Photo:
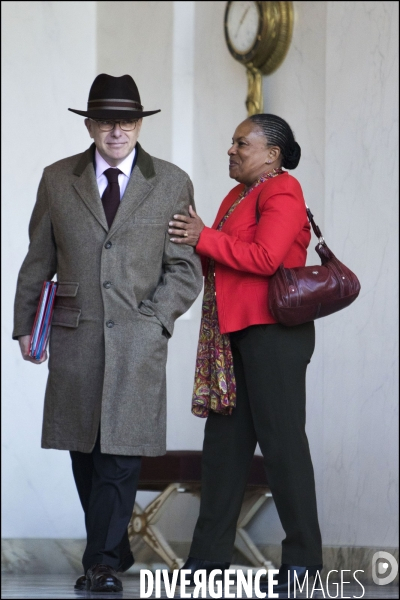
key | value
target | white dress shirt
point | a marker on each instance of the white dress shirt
(123, 178)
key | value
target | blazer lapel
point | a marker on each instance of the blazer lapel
(137, 189)
(86, 186)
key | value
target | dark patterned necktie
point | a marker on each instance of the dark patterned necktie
(111, 197)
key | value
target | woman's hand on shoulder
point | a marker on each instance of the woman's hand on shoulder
(186, 230)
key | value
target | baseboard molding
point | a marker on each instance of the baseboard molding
(63, 556)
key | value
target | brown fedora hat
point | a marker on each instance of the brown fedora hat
(114, 98)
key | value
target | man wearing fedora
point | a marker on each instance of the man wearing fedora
(100, 224)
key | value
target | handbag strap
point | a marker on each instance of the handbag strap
(310, 217)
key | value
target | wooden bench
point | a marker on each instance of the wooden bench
(180, 472)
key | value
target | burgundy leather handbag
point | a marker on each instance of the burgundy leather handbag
(304, 294)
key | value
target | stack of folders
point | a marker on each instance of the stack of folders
(41, 327)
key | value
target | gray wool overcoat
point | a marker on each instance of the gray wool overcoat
(119, 292)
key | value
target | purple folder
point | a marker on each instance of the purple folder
(41, 327)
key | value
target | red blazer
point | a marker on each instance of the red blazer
(247, 254)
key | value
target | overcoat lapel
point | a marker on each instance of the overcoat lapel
(86, 186)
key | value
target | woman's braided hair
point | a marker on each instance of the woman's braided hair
(278, 133)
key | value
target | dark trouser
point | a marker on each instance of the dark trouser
(270, 363)
(107, 485)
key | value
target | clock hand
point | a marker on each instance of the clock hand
(242, 19)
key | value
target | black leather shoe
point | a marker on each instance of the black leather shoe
(196, 564)
(80, 584)
(126, 563)
(285, 578)
(102, 578)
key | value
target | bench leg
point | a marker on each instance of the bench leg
(251, 505)
(142, 523)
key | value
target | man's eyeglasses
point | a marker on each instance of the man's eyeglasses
(124, 124)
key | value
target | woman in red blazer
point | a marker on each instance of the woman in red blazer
(250, 371)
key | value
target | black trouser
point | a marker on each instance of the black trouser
(270, 363)
(107, 485)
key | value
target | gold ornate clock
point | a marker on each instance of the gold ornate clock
(258, 35)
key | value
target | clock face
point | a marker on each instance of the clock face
(242, 24)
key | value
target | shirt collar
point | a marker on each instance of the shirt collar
(125, 166)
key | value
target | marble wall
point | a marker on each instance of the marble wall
(338, 90)
(48, 62)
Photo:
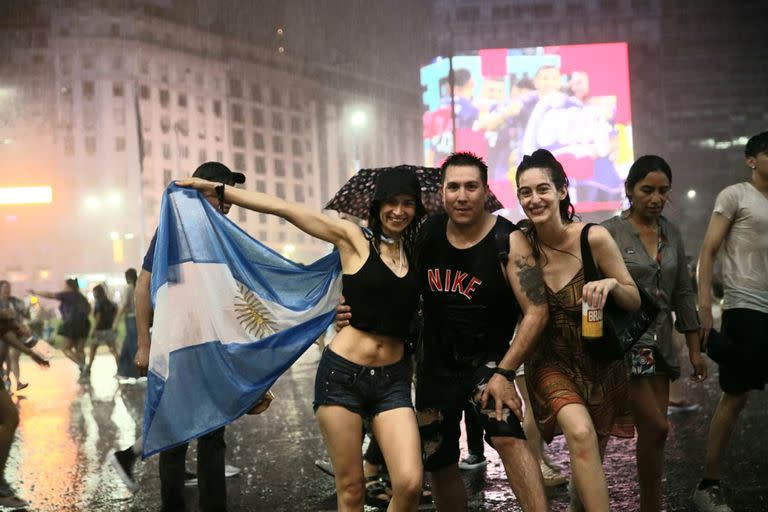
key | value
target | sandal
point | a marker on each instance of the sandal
(377, 492)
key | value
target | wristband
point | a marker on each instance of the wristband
(220, 196)
(507, 374)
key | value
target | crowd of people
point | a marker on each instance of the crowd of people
(483, 304)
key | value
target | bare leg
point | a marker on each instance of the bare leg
(586, 464)
(523, 472)
(720, 429)
(397, 433)
(343, 434)
(448, 489)
(648, 398)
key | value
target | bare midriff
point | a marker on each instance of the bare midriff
(367, 349)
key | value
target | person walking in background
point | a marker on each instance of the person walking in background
(103, 332)
(21, 311)
(653, 251)
(738, 225)
(126, 367)
(572, 393)
(75, 324)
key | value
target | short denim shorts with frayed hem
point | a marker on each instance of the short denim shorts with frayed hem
(365, 390)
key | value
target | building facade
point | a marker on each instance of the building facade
(109, 101)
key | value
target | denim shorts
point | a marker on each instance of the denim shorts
(365, 390)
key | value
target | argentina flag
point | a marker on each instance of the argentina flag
(231, 315)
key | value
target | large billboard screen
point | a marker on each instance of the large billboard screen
(572, 100)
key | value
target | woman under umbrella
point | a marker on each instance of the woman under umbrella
(363, 375)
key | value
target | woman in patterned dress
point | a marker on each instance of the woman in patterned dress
(571, 393)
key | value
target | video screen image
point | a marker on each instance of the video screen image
(572, 100)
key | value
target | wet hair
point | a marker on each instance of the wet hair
(541, 158)
(461, 77)
(642, 167)
(131, 276)
(756, 144)
(465, 158)
(390, 183)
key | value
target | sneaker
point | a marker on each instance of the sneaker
(710, 499)
(473, 462)
(123, 461)
(681, 406)
(552, 476)
(190, 478)
(324, 466)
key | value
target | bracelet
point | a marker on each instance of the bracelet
(220, 196)
(507, 374)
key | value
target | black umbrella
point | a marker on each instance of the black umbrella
(354, 198)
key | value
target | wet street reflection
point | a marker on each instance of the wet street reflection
(68, 428)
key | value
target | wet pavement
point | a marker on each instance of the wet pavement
(67, 429)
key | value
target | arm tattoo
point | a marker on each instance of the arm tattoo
(531, 281)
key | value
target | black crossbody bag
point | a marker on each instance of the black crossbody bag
(621, 328)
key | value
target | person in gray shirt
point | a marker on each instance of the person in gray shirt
(653, 252)
(738, 225)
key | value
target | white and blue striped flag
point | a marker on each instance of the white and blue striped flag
(231, 315)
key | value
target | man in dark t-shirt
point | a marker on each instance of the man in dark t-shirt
(471, 306)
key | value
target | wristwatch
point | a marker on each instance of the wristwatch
(508, 374)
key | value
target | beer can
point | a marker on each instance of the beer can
(591, 321)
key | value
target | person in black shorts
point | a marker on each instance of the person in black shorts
(471, 304)
(363, 376)
(739, 216)
(75, 324)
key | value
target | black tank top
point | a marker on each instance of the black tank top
(470, 312)
(381, 302)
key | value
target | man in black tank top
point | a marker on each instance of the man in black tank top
(471, 307)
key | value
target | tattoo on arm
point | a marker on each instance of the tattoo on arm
(531, 281)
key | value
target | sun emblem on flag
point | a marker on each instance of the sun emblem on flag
(253, 315)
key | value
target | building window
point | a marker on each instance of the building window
(275, 97)
(277, 144)
(239, 159)
(90, 145)
(235, 88)
(258, 141)
(260, 165)
(279, 167)
(258, 117)
(238, 138)
(256, 92)
(296, 147)
(237, 113)
(89, 89)
(295, 125)
(298, 193)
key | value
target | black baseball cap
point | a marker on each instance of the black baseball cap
(216, 171)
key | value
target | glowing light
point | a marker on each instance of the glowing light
(92, 202)
(26, 195)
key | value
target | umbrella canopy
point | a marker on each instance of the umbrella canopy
(354, 198)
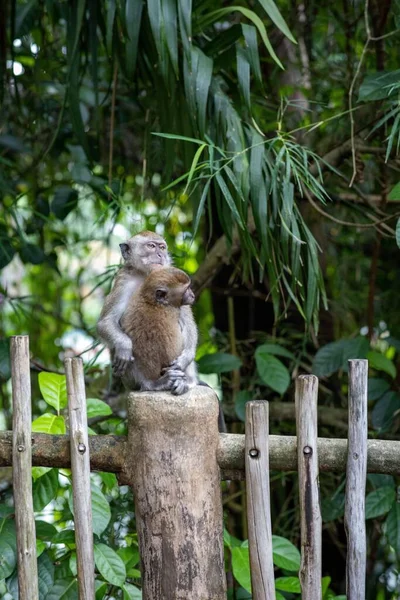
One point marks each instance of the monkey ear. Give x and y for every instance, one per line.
x=124, y=250
x=161, y=294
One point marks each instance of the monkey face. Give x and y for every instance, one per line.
x=145, y=251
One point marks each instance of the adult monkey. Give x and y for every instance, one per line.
x=142, y=253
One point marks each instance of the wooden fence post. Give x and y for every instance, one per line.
x=354, y=516
x=258, y=501
x=80, y=466
x=310, y=513
x=22, y=464
x=172, y=446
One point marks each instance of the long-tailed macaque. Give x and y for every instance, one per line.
x=142, y=253
x=152, y=321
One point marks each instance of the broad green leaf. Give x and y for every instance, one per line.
x=379, y=362
x=394, y=194
x=384, y=410
x=332, y=508
x=97, y=408
x=8, y=549
x=241, y=400
x=376, y=388
x=274, y=349
x=109, y=564
x=273, y=372
x=45, y=574
x=393, y=527
x=131, y=592
x=48, y=423
x=241, y=566
x=45, y=489
x=379, y=502
x=5, y=365
x=54, y=389
x=220, y=362
x=64, y=589
x=45, y=531
x=285, y=554
x=288, y=584
x=272, y=11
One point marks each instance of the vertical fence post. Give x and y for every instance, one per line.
x=80, y=466
x=22, y=464
x=258, y=501
x=172, y=446
x=356, y=475
x=310, y=513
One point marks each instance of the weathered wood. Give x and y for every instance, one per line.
x=80, y=467
x=22, y=464
x=310, y=513
x=383, y=455
x=258, y=501
x=176, y=482
x=356, y=474
x=107, y=453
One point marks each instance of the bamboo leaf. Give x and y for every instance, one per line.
x=133, y=16
x=251, y=15
x=272, y=11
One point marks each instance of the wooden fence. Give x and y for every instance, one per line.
x=174, y=459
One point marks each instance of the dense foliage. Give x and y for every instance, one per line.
x=268, y=130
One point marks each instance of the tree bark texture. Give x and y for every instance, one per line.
x=172, y=449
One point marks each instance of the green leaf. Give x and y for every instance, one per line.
x=241, y=566
x=288, y=584
x=272, y=371
x=285, y=554
x=54, y=389
x=392, y=527
x=5, y=365
x=398, y=233
x=384, y=411
x=45, y=489
x=255, y=19
x=274, y=349
x=220, y=362
x=97, y=408
x=133, y=16
x=332, y=508
x=48, y=423
x=241, y=400
x=100, y=510
x=65, y=200
x=109, y=564
x=45, y=575
x=45, y=531
x=379, y=502
x=379, y=362
x=376, y=388
x=64, y=589
x=272, y=11
x=8, y=548
x=378, y=86
x=131, y=592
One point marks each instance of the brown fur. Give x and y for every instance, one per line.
x=153, y=327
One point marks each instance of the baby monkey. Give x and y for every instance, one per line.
x=152, y=322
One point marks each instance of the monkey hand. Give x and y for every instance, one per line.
x=122, y=357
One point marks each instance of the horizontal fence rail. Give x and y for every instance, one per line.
x=107, y=453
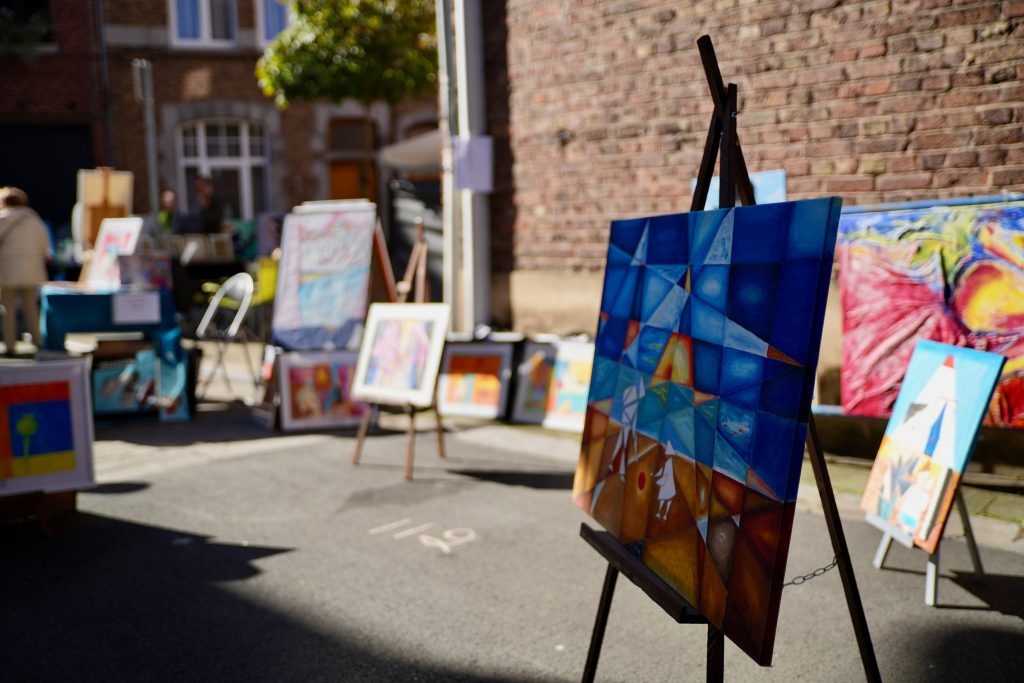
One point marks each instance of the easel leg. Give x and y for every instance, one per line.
x=440, y=431
x=360, y=437
x=716, y=655
x=932, y=579
x=972, y=547
x=880, y=554
x=600, y=622
x=412, y=442
x=830, y=511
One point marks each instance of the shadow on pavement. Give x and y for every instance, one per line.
x=1003, y=593
x=116, y=601
x=119, y=487
x=543, y=480
x=955, y=652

● **EXERCISE DETAILS**
Taking the records above, retype every line from the one with "point | a marker on each instance of the red" down to the one with "target | woman's braided hair", exactly and with nothing else.

● **RESULT**
point | a marker on each instance of the red blazer
(247, 254)
key | value
target | overcoat lapel
point | a marker on each instance of the overcoat lapel
(86, 186)
key | value
target | woman's braided hair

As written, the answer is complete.